Problems to work on:
[1] In the Kubeflow tutorial, rewrite the passage from "Some of the" up to and including "the FPGA cluster.", putting "Main Dashboard" in place of "Central Dashboard".
[2] According to the Kubeflow tutorial, which Kubeflow component handles automated tuning of an ML model's hyperparameters?
[3] Carry on writing the Kubeflow tutorial from the point where it stops.

Text provided:
Skip to content

Accelerate ML workflows on Kubeflow

time/embed

In this tutorial we will demonstrate how to develop a complete machine learning application using FPGAs on Kubeflow.

Introduction-

Kubeflow is known as a machine learning toolkit for Kubernetes. It is an open source project dedicated to making deployments of machine learning workflows on Kubernetes simple, portable, and scalable. It is used by data scientists and ML engineers who want to build, experiment, test and serve their ML workflows to various environments.

Some of the main components that make up Kubeflow include:

  • Central Dashboard, that provides access to the other main components through a Web UI
  • Notebook Servers, to set up Jupyter notebooks
  • Katib, for automated tuning of ML model's hyperparameters and
  • Pipelines, for building end-to-end ML workflows, based on containers.

Although, until now, the kubeflow community has presented applications on CPUs or GPUs, InAccel brings another option. With InAccel FPGA Kubernetes plugin, the accelerated applications can be seamlessly orchestrated without worrying about resource management and utilization of the FPGA cluster.

Data shown:
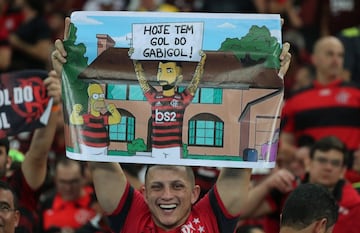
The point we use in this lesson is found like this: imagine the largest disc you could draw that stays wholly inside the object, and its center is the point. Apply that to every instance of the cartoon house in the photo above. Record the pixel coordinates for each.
(236, 108)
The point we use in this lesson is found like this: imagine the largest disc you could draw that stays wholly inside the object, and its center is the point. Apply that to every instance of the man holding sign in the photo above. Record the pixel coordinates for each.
(167, 202)
(28, 179)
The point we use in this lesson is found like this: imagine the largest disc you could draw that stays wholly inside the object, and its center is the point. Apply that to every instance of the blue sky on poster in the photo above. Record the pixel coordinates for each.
(118, 25)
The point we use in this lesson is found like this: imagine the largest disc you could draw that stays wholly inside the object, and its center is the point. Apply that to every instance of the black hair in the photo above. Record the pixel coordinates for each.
(189, 171)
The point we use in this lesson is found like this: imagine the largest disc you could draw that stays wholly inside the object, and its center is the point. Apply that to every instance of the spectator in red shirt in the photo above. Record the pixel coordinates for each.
(167, 202)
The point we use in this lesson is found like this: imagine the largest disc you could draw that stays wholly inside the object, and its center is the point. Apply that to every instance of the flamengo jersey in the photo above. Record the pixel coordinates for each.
(320, 111)
(208, 215)
(94, 132)
(167, 115)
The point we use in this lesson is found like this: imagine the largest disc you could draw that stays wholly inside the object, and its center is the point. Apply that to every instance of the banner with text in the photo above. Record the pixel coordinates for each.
(24, 104)
(198, 89)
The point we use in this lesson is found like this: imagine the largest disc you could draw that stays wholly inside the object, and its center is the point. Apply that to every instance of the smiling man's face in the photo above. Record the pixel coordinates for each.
(170, 193)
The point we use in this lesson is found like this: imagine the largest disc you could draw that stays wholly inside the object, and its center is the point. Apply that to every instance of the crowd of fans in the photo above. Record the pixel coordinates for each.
(28, 29)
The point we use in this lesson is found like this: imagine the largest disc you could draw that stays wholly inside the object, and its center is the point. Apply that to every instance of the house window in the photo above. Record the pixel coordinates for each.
(206, 95)
(206, 130)
(125, 92)
(125, 130)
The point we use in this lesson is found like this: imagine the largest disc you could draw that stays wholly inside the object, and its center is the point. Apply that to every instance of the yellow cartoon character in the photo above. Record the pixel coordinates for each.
(168, 105)
(94, 134)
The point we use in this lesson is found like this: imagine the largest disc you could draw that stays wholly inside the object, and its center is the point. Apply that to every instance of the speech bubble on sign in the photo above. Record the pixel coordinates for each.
(167, 41)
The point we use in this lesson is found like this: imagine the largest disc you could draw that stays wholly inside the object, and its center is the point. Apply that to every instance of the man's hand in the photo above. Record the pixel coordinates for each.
(285, 58)
(58, 56)
(53, 86)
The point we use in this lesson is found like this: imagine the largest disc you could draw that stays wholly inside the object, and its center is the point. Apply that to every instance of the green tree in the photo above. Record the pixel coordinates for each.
(74, 89)
(255, 47)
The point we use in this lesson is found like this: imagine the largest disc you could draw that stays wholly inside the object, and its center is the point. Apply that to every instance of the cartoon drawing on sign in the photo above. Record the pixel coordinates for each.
(228, 109)
(94, 134)
(168, 104)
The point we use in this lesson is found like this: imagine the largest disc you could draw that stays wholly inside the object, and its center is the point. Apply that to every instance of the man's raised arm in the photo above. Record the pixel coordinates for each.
(233, 186)
(109, 182)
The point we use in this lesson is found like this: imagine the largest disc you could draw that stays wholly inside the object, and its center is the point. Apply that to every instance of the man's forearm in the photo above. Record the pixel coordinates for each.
(109, 182)
(233, 186)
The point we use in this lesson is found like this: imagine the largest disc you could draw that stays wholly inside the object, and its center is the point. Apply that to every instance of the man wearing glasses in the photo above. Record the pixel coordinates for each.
(328, 159)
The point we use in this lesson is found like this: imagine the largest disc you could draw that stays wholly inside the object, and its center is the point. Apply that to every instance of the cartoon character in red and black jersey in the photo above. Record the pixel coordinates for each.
(94, 135)
(168, 105)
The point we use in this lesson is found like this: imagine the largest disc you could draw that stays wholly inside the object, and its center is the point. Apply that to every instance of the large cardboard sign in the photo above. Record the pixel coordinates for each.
(173, 88)
(24, 104)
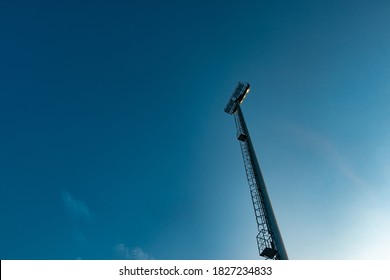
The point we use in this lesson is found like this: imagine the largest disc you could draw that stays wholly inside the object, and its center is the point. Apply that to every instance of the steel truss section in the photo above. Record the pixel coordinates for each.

Solved problems:
[1]
Some of the main components that make up Kubeflow include:

  • Main Dashboard, that provides access to the other main components through a Web UI
  • Notebook Servers, to set up Jupyter notebooks
  • Katib, for automated tuning of ML model's hyperparameters and
  • Pipelines, for building end-to-end ML workflows, based on containers.

Although, until now, the kubeflow community has presented applications on CPUs or GPUs, InAccel brings another option. With InAccel FPGA Kubernetes plugin, the accelerated applications can be seamlessly orchestrated without worrying about resource management and utilization of the FPGA cluster.

[2] Katib

[3]
Prerequisites-

To run this tutorial, you need an Linux machine with a remarkable amount of cores, RAM and storage. You will also need root privileges to run some of the steps. For the sake of simplicity in this tutorial we will use Minikube to run Kubernetes, since InAccel FPGA plugin can be enabled on any K8s cluster (e.g. Amazon EKS, Google GKE, etc).

Set up Docker, kubectl, Minikube and InAccel-

The following steps present how to create, configure and launch a single-node Kubernetes cluster on a RHEL-based Linux system.

1. Install Docker-

Docker is an open-source containerization technology for building and sharing your applications on any environment.

sudo yum install -y yum-utils \
    device-mapper-persistent-data \
    lvm2

sudo yum-config-manager \
    --add-repo \
    https://download.docker.com/linux/centos/docker-ce.repo

sudo yum install docker-ce docker-ce-cli containerd.io

sudo systemctl start docker

2. Install kubectl-

The Kubernetes command-line tool, kubectl, allows you to run commands against Kubernetes clusters. You can use kubectl to deploy applications, inspect and manage cluster resources, and view logs.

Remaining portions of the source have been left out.